** WHAT YOU ARE ASKED TO DO **
From the data below, repeat exactly the lines from the line with "Target: bare foot" to the line with "Target: man wearing cap", both included.

Dataset entries:
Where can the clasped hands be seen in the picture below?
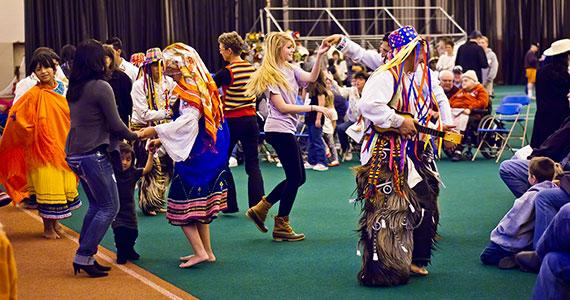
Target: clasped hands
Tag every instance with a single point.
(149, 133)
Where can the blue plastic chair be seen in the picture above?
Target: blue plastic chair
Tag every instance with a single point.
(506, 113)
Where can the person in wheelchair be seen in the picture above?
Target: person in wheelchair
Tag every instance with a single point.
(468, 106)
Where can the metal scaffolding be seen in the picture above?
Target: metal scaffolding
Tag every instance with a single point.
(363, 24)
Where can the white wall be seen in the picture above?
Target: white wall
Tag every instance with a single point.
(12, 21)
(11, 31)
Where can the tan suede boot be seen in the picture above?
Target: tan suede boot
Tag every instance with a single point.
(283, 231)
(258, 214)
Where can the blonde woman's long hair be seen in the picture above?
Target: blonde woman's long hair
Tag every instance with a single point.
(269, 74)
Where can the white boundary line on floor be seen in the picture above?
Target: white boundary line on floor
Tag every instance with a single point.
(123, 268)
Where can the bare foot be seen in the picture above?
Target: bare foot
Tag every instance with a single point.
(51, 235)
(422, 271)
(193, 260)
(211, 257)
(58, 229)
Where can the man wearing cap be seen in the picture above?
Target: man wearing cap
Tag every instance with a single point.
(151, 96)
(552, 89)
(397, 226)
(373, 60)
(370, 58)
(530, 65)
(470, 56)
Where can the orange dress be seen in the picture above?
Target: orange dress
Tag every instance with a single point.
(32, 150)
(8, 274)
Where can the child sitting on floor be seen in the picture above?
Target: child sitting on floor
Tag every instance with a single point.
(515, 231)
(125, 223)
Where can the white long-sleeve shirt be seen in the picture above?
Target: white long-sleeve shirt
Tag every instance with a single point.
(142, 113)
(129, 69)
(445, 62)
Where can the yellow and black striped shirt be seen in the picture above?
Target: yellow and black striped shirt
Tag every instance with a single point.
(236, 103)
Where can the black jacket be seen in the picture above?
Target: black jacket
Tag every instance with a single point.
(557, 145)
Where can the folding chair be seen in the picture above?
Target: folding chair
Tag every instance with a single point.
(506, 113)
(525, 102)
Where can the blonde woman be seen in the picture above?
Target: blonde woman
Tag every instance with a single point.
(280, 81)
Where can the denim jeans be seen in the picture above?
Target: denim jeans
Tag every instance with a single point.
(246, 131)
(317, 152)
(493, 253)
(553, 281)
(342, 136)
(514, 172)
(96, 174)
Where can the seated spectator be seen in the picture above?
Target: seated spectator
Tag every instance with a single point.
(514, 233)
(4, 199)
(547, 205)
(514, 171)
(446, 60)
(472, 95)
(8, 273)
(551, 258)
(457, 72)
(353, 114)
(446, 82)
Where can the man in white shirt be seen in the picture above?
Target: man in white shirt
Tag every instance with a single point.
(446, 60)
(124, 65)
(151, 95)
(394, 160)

==

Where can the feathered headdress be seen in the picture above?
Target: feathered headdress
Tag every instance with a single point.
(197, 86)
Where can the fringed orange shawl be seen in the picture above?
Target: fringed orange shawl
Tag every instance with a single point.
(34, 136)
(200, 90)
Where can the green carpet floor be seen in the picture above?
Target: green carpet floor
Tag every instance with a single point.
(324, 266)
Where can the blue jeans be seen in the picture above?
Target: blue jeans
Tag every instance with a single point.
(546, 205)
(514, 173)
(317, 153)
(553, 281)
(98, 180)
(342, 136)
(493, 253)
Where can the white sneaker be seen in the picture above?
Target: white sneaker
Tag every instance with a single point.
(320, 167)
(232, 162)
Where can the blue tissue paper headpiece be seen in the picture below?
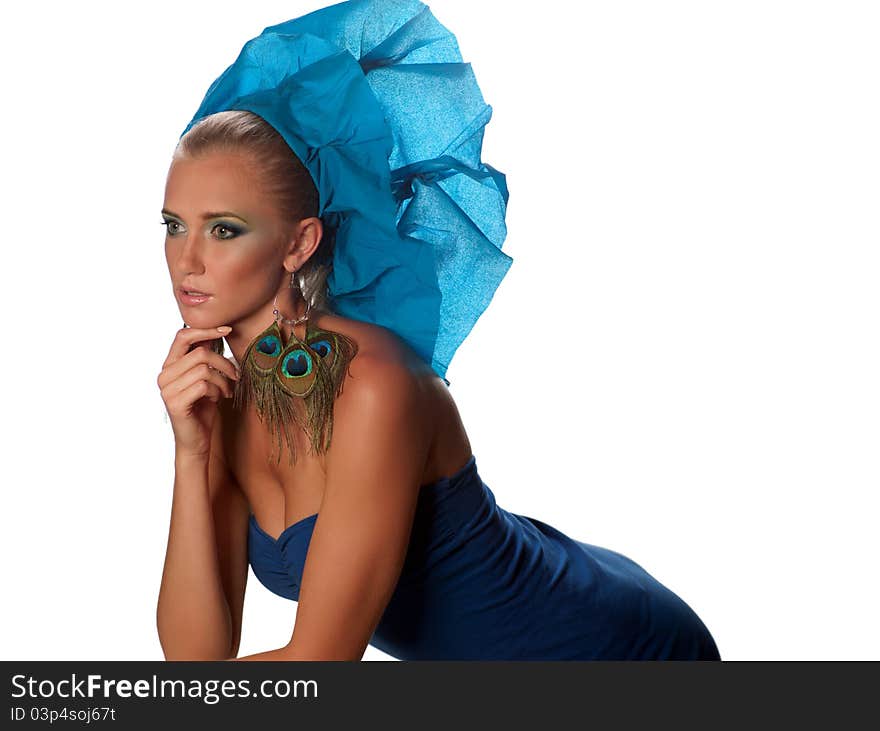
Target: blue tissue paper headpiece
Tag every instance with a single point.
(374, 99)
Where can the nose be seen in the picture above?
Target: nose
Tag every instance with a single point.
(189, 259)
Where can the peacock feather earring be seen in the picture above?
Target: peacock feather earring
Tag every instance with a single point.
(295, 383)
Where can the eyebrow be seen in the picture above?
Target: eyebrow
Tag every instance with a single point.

==

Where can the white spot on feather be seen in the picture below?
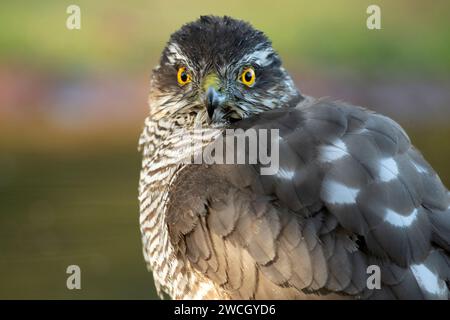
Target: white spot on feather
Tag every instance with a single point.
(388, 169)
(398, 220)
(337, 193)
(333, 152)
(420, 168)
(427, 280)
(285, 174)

** RESPONSE TO THIS EXERCISE **
Target: bare foot
Tag every instance with a single point.
(51, 235)
(422, 271)
(193, 260)
(211, 257)
(58, 229)
Where can the man wearing cap be seen in the picture above?
Target: man wearing cap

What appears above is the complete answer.